▸ GIVEN INSTRUCTION: Reproduce all of the data word for word.
START RECORDS SHOWN
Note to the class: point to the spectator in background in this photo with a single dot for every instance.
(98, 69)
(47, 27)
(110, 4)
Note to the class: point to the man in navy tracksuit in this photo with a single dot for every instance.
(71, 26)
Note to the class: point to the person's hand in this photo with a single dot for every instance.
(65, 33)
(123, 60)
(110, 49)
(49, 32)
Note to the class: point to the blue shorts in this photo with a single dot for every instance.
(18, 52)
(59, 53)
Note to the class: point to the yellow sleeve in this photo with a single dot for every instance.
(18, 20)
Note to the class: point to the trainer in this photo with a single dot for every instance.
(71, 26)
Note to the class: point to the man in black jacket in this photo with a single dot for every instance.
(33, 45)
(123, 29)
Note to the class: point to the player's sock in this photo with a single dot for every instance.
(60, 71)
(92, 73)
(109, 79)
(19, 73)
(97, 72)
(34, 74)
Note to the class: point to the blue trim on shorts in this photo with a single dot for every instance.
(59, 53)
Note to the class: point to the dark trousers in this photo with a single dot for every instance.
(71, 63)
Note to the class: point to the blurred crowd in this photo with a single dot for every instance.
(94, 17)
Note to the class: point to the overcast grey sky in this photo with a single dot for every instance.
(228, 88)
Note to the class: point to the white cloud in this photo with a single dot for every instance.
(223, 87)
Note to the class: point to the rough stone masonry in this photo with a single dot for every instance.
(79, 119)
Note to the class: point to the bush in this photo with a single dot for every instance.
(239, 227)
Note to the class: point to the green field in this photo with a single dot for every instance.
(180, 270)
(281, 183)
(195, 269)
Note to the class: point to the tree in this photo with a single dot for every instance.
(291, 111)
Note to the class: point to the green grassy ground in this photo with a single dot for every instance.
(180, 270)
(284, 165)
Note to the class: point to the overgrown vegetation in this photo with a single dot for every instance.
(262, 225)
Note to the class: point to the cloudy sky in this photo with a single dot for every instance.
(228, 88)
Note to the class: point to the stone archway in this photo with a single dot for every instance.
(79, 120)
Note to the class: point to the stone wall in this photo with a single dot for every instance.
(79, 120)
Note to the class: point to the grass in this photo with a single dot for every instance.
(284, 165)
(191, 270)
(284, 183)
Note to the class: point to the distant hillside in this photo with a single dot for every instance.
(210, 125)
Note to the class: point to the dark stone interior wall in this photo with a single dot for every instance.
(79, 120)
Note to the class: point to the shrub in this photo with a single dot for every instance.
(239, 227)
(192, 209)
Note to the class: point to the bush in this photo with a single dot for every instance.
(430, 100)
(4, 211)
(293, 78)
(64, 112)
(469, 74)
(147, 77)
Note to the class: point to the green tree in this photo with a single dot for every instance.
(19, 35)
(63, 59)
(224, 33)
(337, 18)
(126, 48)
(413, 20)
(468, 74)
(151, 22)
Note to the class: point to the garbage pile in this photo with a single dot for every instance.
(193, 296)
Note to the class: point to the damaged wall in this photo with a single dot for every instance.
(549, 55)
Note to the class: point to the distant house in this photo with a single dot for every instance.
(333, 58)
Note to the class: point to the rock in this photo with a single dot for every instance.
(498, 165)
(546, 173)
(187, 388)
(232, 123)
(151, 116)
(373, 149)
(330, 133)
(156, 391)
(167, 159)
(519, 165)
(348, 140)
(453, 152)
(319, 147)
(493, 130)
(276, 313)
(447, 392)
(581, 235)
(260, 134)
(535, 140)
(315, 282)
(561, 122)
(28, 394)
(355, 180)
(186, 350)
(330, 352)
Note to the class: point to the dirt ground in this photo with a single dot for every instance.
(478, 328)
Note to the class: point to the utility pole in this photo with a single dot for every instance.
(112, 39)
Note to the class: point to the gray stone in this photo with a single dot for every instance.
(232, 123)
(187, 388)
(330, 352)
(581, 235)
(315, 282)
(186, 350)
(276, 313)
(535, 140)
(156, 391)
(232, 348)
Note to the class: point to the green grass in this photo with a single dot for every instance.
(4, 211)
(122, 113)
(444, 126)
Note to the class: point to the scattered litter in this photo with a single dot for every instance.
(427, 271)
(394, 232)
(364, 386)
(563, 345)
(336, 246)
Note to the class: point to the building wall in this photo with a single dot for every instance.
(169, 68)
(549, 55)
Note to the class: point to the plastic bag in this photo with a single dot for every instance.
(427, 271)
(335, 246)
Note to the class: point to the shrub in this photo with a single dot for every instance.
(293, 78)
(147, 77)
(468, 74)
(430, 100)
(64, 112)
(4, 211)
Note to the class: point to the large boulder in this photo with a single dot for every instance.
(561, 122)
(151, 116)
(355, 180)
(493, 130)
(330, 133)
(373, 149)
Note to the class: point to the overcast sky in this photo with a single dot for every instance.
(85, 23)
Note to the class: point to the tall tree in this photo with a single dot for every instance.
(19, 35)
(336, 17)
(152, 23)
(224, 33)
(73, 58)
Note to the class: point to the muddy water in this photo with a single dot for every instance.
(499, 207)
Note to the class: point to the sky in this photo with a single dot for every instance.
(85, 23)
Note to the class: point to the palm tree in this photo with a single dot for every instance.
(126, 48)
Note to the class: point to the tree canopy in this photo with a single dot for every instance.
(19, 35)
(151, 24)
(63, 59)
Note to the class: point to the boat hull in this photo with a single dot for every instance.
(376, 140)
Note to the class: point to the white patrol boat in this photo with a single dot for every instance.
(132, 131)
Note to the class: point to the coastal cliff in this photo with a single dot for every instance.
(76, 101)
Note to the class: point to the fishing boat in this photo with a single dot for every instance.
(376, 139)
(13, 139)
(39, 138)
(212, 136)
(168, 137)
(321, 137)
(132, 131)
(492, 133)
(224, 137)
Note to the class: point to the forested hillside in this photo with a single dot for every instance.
END RECORDS SHOWN
▸ COMPLETED EXERCISE:
Note to the class: point to the spectator in background in this photo with a single dot for every instance.
(98, 69)
(47, 27)
(110, 4)
Note to the class: point to the man in navy tracksuit in this photo with a single dot for every instance.
(71, 26)
Note to the class: point to the person's hand in this photo with a single dot for every instance.
(65, 33)
(123, 60)
(110, 49)
(49, 32)
Note to the class: point to the blue shorts in this photo with a single dot for every instance.
(18, 52)
(59, 53)
Note to the class: point to the yellow sleeve in this photo with a single dot for every instance.
(18, 20)
Note to the class: point to the trainer in this photo with a single dot for every instance.
(71, 26)
Note to the class: point to the man in black jacket in this photo with a single dot for every instance.
(33, 45)
(123, 29)
Note to the class: point to the player's sock in this photo with a single dot for every instance.
(60, 71)
(92, 73)
(109, 79)
(19, 73)
(97, 72)
(34, 74)
Note to the class: point to the blue trim on shorts in this photo with a single dot for every instance.
(59, 53)
Note to the class: point to the dark trousers in this photo with a single dot for every instance.
(71, 63)
Note to the class: point to the blurred crowd in this photo with a single dot for every instance.
(94, 17)
Note to the class: point to the overcast grey sky in this photo with a single dot for every instance.
(228, 88)
Note to the class: point to the white cloud in this photo with a single dot for every instance.
(223, 87)
Note to the class: point to the rough stone masonry in this photo with a single dot for every instance.
(79, 119)
Note to the class: point to the bush in this photo with a single dot for every instance.
(239, 227)
Note to the class: point to the green field in this photo with a single dot for every instance.
(180, 270)
(281, 183)
(195, 269)
Note to the class: point to the tree in this photo with a single dot for every instance.
(291, 111)
Note to the class: point to the green grassy ground in this photo with a single dot for every instance.
(180, 270)
(284, 165)
Note to the class: point to the overgrown vegetation in this photo with a single dot for every instance.
(262, 225)
Note to the class: point to the cloudy sky in this photo with a single dot for every instance.
(228, 88)
Note to the class: point to the stone archway in this photo with a single dot for every instance.
(79, 120)
Note to the class: point to the stone wall in this photo with a single dot for every instance.
(79, 120)
Note to the class: point to the grass in this photo with a single dot for every instance.
(284, 165)
(191, 270)
(284, 183)
Note to the class: point to the distant hillside in this photo with a single dot for every instance.
(210, 125)
Note to the class: point to the dark stone interior wall in this photo with a single dot for every instance.
(79, 120)
Note to the class: point to the shrub in this photo with a single dot for every instance.
(239, 227)
(192, 209)
Note to the class: point to the bush in this photo with a single dot for every instance.
(430, 100)
(4, 211)
(293, 78)
(64, 112)
(469, 74)
(147, 77)
Note to the class: point to the green tree in this photo with a single dot for every instance.
(19, 35)
(63, 59)
(224, 33)
(337, 18)
(126, 48)
(413, 20)
(468, 74)
(151, 22)
Note to the class: point to the garbage pile in this photo with a single dot for every instance.
(193, 296)
Note to the class: point to the damaged wall in this photo with a single dot for every instance.
(549, 55)
Note to the class: point to the distant house in this photo with a single dot for every instance.
(333, 58)
Note to the class: point to the rock in this photo with a single dot for every instance.
(498, 165)
(546, 173)
(187, 388)
(232, 123)
(151, 116)
(373, 149)
(330, 133)
(156, 391)
(167, 159)
(519, 165)
(348, 140)
(453, 152)
(319, 147)
(493, 130)
(276, 313)
(447, 392)
(581, 235)
(260, 134)
(535, 140)
(315, 282)
(561, 122)
(28, 394)
(355, 180)
(186, 350)
(330, 352)
Note to the class: point to the dirt ground in this photo with a single dot for every instance.
(478, 328)
Note to the class: point to the utility pole in this photo with a single dot for every instance.
(112, 39)
Note to the class: point to the gray stone in this photo with a single dot for every instance.
(232, 123)
(187, 388)
(330, 352)
(581, 235)
(315, 282)
(186, 350)
(276, 313)
(535, 140)
(156, 391)
(232, 348)
Note to the class: point to the green grass in this photo with a single dot for every instance.
(4, 211)
(122, 113)
(444, 126)
Note to the class: point to the scattered litter in this photo with a single dot for every instance.
(427, 271)
(394, 232)
(364, 386)
(563, 345)
(336, 246)
Note to the class: point to the building wall in this photo with a single dot for every instance.
(169, 68)
(549, 55)
Note to the class: point to the plastic bag in this photo with a single dot for every instance.
(427, 271)
(335, 246)
Note to the class: point to the shrub in this photo with a single dot for every instance.
(293, 78)
(147, 77)
(468, 74)
(430, 100)
(64, 112)
(4, 211)
Note to the class: point to the large boulder in this photo with a single dot for every instance.
(561, 122)
(151, 116)
(355, 180)
(493, 130)
(330, 133)
(373, 149)
Note to the class: point to the overcast sky in this photo with a single dot for every instance.
(85, 23)
Note to the class: point to the tall tree in this photo with a single dot for every instance.
(19, 35)
(336, 17)
(152, 23)
(224, 33)
(73, 58)
Note to the class: point to the muddy water in this photo with a single dot for every instance.
(499, 207)
Note to the class: point to the sky in this photo with a single dot for every instance.
(85, 23)
Note to the class: point to the palm tree in this photo with a single dot for every instance.
(126, 48)
Note to the class: point to the tree canopy in this photo with a single dot for every instance.
(19, 35)
(151, 24)
(63, 59)
Note to the class: point to the boat hull in this photo with a single dot for every instance.
(376, 140)
Note to the class: point to the white patrol boat in this photo with a single dot for every instance.
(132, 131)
Note to the class: point to the coastal cliff in this photo with a single dot for every instance.
(76, 101)
Note to the class: point to the fishing boat in this photo with a single dot for every instance.
(376, 139)
(13, 139)
(39, 138)
(212, 136)
(168, 137)
(321, 137)
(132, 131)
(492, 133)
(224, 137)
Note to the class: point to the forested hillside in this photo with a single dot for every instance.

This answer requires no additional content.